Given text:

Pass 2 — An arbitrary number of comma-separated messages per line
The question and some of the commentary is ambiguous about the meaning of 'message'. One of the fields in the input is designated 'message' (MESSAGE
in the question, but there's no need to shout), but a sequence of 6 data fields (number, greeting, month, day, hour, minute) is also designated as a message. The Pass 2 rewrite of the Pass 1 code (below) designates the word such as Hi!
or Hello!
as the greeting. Since the sample data has not changed, I am assuming that the greeting portion is a single word with no spaces in it. As noted in the Pass 1 commentary, if the greeting can contain blanks, then life gets very messy.
It requires a little care in the format string, but the line shown in the question can be parsed with sscanf()
easily enough, as long as the greeting is a single 'word' — a sequence of non-blank characters.
This answer builds on the ideas in How to use sscanf()
in loops.
This revised code assumes that a line of input consists of:
- an initial
|
to mark the start of the line.
- a series of one or more comma-separated messages, each of which contains 6 fields (number, greeting, month, day, hour, minute).
- a final
|
to mark the end of the line.
The code uses structures, pointers, and POSIX getline()
.
#include <assert.h>
#include <stdio.h>
#include <stdlib.h>
enum { MAX_INFO = 64 };
struct info
{
int user_id;
char greeting[32];
char month[4];
int day;
int hour;
int minute;
};
static size_t parse_line(const char *buffer, size_t num_left, struct info *data);
static void print_info(size_t i, const struct info *data);
int main(void)
{
char *buffer = NULL;
size_t buflen = 0;
struct info data[MAX_INFO];
size_t num_left = MAX_INFO;
struct info *next_data = data;
int length;
while (num_left > 0 && (length = getline(&buffer, &buflen, stdin)) != -1)

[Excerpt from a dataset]

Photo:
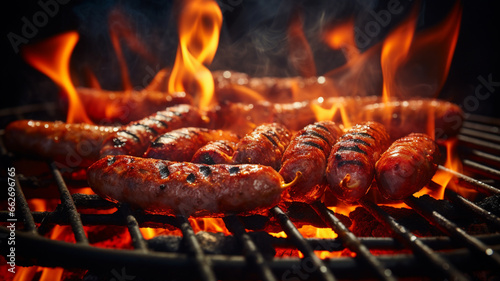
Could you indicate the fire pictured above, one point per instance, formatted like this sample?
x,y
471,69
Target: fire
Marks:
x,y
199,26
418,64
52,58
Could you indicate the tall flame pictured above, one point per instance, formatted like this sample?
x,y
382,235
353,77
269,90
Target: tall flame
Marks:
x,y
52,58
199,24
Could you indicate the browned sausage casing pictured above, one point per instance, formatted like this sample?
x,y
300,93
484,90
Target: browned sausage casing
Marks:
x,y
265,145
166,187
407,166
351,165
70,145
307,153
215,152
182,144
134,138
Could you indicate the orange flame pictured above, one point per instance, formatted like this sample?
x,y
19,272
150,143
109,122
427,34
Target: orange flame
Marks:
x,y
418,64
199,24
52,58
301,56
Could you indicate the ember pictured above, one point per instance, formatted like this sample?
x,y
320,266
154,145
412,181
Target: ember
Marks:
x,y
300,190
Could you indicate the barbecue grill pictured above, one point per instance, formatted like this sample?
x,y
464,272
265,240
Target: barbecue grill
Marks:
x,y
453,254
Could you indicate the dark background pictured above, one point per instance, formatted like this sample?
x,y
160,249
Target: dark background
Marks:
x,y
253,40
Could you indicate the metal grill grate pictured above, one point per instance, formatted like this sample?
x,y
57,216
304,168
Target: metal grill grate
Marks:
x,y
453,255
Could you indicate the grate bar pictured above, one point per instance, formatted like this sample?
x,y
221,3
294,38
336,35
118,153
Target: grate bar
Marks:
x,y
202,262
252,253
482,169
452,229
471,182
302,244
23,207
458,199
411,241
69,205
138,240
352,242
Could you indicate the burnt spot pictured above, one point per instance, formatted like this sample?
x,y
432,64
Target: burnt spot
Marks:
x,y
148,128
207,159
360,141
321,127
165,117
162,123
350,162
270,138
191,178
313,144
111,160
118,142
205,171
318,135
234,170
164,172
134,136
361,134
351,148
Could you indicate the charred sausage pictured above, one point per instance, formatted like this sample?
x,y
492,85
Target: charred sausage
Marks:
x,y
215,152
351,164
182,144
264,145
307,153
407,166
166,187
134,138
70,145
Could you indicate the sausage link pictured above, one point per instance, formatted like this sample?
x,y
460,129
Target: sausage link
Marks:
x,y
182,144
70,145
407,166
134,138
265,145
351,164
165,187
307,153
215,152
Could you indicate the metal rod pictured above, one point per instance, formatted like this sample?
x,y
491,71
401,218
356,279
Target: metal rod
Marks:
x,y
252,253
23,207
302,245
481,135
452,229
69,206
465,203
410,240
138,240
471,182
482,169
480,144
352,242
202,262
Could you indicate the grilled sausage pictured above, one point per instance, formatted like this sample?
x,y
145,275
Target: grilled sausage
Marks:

The problem: From the text on parsing comma-separated messages, extract the passage starting at "Pass 2 — An" and ending at "such as Hi!".

Expected answer:
Pass 2 — An arbitrary number of comma-separated messages per line
The question and some of the commentary is ambiguous about the meaning of 'message'. One of the fields in the input is designated 'message' (MESSAGE
in the question, but there's no need to shout), but a sequence of 6 data fields (number, greeting, month, day, hour, minute) is also designated as a message. The Pass 2 rewrite of the Pass 1 code (below) designates the word such as Hi!